(Provided records):
╔══

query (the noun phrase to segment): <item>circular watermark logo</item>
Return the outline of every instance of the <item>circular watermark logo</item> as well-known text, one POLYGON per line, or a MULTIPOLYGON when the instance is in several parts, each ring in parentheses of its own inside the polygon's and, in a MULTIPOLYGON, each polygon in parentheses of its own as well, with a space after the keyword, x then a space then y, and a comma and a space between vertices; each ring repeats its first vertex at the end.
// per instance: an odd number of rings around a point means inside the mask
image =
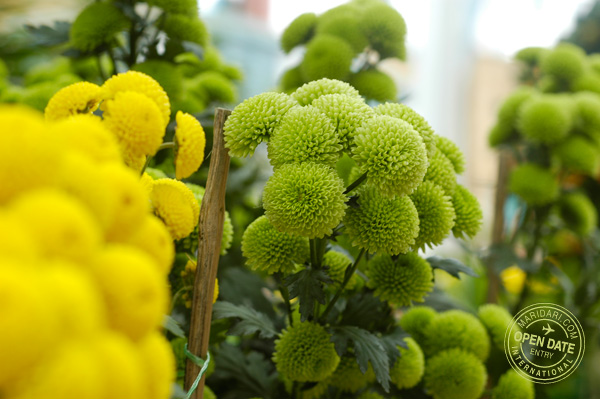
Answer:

╚══

(Assigned task): What do the lines above say from the line containing "inside the mask" through the last line? Quote them exactly, both ends included, and leave out the pictures.

(Output of the exercise):
// per instance: an odd number of rings around a point means inside the mask
image =
Answer:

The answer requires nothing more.